▶ _Raw data_:
+===+

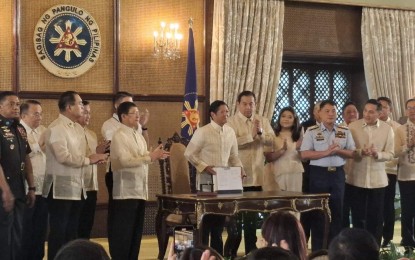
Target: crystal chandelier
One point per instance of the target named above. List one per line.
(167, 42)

+===+

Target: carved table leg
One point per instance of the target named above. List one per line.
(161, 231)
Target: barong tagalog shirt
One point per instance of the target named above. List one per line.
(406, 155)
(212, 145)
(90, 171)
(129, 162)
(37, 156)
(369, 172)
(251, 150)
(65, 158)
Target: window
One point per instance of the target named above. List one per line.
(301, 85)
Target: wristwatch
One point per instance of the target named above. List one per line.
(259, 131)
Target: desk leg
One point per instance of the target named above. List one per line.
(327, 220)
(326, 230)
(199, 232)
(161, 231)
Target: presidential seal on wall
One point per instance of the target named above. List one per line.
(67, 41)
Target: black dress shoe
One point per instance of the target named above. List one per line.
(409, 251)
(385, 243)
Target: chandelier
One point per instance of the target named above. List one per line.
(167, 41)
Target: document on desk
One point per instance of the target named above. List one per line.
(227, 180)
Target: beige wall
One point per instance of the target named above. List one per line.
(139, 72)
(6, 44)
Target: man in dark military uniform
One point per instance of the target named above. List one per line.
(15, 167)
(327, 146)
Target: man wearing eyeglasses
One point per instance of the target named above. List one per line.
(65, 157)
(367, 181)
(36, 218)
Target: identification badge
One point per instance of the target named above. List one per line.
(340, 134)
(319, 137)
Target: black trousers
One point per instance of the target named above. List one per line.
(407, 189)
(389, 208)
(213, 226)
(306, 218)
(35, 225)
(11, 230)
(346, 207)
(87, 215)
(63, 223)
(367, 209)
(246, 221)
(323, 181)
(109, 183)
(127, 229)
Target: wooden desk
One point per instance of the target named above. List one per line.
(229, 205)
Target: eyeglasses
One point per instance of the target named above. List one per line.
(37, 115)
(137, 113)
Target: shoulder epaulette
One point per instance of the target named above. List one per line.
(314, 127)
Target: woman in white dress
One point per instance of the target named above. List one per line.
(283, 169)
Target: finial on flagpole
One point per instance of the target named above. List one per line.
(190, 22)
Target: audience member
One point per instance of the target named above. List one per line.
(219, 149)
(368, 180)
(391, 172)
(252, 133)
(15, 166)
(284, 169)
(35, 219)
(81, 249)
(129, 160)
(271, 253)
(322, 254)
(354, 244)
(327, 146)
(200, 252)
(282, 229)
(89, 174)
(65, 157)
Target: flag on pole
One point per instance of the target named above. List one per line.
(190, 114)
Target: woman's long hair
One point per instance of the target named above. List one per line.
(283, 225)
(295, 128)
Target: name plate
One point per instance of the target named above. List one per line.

+===+

▶ _Task details_:
Copy out each line of the data above, exactly, if it lies between the line holding "Target: desk leg" and the line holding "Target: finial on flagpole", inclusive; copy no other line.

▶ _Expected answer_:
Target: desk leg
One point per instance of the target named above. List one per line.
(327, 220)
(326, 230)
(199, 232)
(161, 231)
Target: presidential seal on wall
One point per instance of the target named above. List one per line.
(67, 41)
Target: black dress shoe
One point per instance of the target named above. List one per line.
(409, 251)
(385, 243)
Target: chandelier
One point per instance of the target named above. List one per line.
(167, 41)
Target: document on desk
One point per instance of the target named above. List one per line.
(227, 180)
Target: beige wall
One point per instance of the target named above. List one per line.
(139, 72)
(6, 44)
Target: man in dark military uniform
One point per instance of the target named above. List one per line.
(15, 167)
(327, 146)
Target: man wearing eyeglasses
One point per instance of the target named above. List one per line.
(65, 157)
(367, 181)
(36, 218)
Target: identification badge
One point per instance of the target named above. List one per line.
(340, 134)
(319, 137)
Target: black trousers
One point per instance of the target named above. List one per line.
(407, 189)
(389, 208)
(213, 226)
(306, 218)
(35, 225)
(11, 230)
(346, 207)
(87, 215)
(63, 223)
(367, 209)
(246, 221)
(323, 181)
(109, 183)
(127, 229)
Target: wooden desk
One point per instance of the target named above. List one per line.
(229, 205)
Target: eyeglasses
One point per instance of the target named above. List one per line.
(37, 115)
(137, 113)
Target: shoulder epaulette
One point per instance of the target named above. List one per line.
(314, 127)
Target: woman in white dress
One point per instance of the target named above. List one per line.
(283, 169)
Target: finial on flagpole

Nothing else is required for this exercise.